Becoming a camera reviewer has spoiled my photography. Don't end up like me!
Reviewing cameras and lenses sounds like a dream job, but it can turn every frame into a test, not a photograph
Are those highlights clipping too soon? What’s the noise like at ISO 6,400? Is this lens sharp enough at the edges?
I never actually wanted to be a pixel-peeper – who does? – and yet here I am.
Camera testing has its upside. You get to try out a huge variety of cameras, sometimes ‘dream’ cameras that you could never hope to own yourself. You develop a wide knowledge of all the brands, all the sub-ranges, how they all fit together or compete, and how to advise people looking to buy a new one.
But other stuff happens alongside that. When you get a new camera to test, you’re always conscious of exactly that – testing. What’s the noise performance like? Does the IBIS work as claimed for stills, for video. Is the eye AF and tracking definitely better than the last version? What’s the rolling shutter like?
Every photograph you take becomes a test of one feature or another. And I’ve come to understand you can’t take meaningful photographs and test cameras at the same time. Well I can't, anyway.

Entries that point to named objects:
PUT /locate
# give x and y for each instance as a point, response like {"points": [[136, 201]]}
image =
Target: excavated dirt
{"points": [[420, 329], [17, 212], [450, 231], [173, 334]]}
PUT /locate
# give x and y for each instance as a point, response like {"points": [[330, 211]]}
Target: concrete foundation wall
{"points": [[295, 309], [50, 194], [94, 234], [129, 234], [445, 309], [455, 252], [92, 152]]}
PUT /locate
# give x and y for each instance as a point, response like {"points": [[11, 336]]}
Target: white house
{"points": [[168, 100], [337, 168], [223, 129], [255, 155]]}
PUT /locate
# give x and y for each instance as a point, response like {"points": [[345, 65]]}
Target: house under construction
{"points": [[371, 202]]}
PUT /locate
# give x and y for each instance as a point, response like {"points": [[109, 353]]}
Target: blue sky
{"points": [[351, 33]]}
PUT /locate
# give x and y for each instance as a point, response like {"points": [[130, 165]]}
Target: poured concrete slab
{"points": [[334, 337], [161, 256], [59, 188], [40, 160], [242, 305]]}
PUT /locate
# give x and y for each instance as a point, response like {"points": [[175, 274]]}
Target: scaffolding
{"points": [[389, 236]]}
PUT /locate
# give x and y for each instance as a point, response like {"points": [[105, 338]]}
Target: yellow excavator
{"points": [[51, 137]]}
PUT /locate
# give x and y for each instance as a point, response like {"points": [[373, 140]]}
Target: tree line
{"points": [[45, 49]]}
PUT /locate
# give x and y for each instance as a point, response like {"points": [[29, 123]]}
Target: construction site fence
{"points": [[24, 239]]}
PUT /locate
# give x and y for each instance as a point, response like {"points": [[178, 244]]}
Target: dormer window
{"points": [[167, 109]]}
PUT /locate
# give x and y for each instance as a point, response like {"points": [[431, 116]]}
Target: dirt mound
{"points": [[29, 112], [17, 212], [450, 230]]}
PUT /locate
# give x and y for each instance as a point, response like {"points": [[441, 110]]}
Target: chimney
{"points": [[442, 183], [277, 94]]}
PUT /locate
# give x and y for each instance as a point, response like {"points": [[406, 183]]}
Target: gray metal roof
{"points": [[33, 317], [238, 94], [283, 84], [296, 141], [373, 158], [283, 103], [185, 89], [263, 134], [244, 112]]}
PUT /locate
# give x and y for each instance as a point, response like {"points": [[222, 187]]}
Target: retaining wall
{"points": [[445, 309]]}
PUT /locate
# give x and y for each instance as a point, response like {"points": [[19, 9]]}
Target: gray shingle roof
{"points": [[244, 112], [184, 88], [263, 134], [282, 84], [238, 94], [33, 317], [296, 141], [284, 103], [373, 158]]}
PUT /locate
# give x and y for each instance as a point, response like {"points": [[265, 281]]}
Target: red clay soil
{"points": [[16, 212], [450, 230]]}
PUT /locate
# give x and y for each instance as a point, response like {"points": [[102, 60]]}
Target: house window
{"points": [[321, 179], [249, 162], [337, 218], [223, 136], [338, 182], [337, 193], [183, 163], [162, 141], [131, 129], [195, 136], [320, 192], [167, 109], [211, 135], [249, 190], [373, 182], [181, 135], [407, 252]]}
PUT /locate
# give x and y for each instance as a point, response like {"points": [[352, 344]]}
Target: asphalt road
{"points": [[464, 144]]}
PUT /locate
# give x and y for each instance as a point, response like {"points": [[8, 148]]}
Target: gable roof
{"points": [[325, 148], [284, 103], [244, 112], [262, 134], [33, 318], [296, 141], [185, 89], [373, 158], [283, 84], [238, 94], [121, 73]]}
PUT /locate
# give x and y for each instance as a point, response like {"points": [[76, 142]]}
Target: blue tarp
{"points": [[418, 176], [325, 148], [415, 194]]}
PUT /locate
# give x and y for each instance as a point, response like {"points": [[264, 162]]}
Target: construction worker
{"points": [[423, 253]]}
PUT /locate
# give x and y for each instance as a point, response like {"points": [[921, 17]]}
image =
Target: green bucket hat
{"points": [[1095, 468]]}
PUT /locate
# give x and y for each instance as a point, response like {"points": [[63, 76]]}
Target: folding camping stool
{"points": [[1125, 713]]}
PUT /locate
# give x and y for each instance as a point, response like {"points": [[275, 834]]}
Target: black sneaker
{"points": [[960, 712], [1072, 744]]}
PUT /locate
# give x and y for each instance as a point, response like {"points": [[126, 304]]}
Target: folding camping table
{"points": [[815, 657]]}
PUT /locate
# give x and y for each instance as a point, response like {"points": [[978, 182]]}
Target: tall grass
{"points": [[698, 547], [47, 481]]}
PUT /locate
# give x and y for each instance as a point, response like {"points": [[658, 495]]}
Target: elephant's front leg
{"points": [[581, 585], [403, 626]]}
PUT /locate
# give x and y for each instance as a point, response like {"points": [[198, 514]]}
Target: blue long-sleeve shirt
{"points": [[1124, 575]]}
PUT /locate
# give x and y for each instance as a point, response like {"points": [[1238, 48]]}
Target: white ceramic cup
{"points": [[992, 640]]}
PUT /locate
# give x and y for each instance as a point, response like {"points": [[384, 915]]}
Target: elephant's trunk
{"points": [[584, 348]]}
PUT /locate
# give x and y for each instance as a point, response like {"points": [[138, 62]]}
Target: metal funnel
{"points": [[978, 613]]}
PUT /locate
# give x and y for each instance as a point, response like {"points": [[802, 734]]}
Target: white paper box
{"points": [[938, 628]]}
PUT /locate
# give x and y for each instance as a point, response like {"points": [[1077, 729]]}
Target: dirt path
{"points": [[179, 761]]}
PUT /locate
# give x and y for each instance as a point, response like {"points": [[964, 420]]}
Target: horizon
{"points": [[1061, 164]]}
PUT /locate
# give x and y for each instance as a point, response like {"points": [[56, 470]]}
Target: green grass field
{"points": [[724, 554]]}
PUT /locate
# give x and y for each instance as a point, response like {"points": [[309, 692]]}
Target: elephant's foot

REQUESTS
- a) From the camera reviewer's essay, list every question in the paragraph that begins "Are those highlights clipping too soon?"
- b) Identify each line of the listing that contains the string "gray", matching case exactly.

EXERCISE ANSWERS
- a)
- Are those highlights clipping too soon?
- What’s the noise like at ISO 6,400?
- Is this lens sharp enough at the edges?

- b)
Target: gray metal roof
Target: gray shingle roof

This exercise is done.